*Problem details*: Turn every line of the entries below into a Markdown table with two columns, Row and Line. Number the rows in order and leave out any blank lines.

*Records for the task*:
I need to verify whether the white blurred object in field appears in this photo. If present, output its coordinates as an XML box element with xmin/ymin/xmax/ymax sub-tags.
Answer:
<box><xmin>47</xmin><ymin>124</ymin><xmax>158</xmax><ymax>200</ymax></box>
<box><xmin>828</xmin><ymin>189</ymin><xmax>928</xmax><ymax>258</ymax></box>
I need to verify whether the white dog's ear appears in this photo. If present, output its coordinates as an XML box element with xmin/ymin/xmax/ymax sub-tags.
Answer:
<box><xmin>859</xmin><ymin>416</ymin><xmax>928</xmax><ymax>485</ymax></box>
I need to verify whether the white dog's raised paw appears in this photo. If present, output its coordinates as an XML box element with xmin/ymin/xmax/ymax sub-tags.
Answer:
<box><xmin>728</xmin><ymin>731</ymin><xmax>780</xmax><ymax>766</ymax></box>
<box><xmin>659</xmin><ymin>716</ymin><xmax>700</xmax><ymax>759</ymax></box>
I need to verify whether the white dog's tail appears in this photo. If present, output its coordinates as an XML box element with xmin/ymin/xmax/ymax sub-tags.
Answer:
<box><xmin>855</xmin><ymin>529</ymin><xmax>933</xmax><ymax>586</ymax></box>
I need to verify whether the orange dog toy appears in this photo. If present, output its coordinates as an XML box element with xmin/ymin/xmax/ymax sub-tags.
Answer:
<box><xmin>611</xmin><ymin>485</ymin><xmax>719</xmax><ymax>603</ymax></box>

*Reply to the task*:
| Row | Line |
|---|---|
| 1 | I need to verify whether the white blurred object in field appears in this photo. If present, output its coordinates as an XML box element with xmin/ymin/xmax/ymax sub-tags. |
| 2 | Answer: |
| 3 | <box><xmin>47</xmin><ymin>124</ymin><xmax>158</xmax><ymax>200</ymax></box> |
| 4 | <box><xmin>828</xmin><ymin>189</ymin><xmax>928</xmax><ymax>258</ymax></box> |
| 5 | I need to verify whether the white dog's ear appears in this photo. If present, output its coordinates as an XML box element with xmin/ymin/xmax/ymax sub-tags. |
| 6 | Answer: |
| 7 | <box><xmin>859</xmin><ymin>416</ymin><xmax>928</xmax><ymax>485</ymax></box> |
| 8 | I need to verify whether the white dog's raised paw appears in this photo. If present, output its coordinates as an XML box element with xmin/ymin/xmax/ymax sub-tags. |
| 9 | Answer: |
| 10 | <box><xmin>728</xmin><ymin>731</ymin><xmax>780</xmax><ymax>766</ymax></box> |
| 11 | <box><xmin>659</xmin><ymin>716</ymin><xmax>700</xmax><ymax>759</ymax></box> |
| 12 | I need to verify whether the white dog's tail appears in this photo. If present, output its coordinates as an XML box element with xmin/ymin/xmax/ymax sub-tags. |
| 13 | Answer: |
| 14 | <box><xmin>855</xmin><ymin>529</ymin><xmax>933</xmax><ymax>586</ymax></box> |
| 15 | I need to verify whether the orange dog toy appears in this photo. If present, output its coordinates as an XML box element with xmin/ymin/xmax/ymax sub-tags. |
| 16 | Answer: |
| 17 | <box><xmin>611</xmin><ymin>485</ymin><xmax>719</xmax><ymax>603</ymax></box> |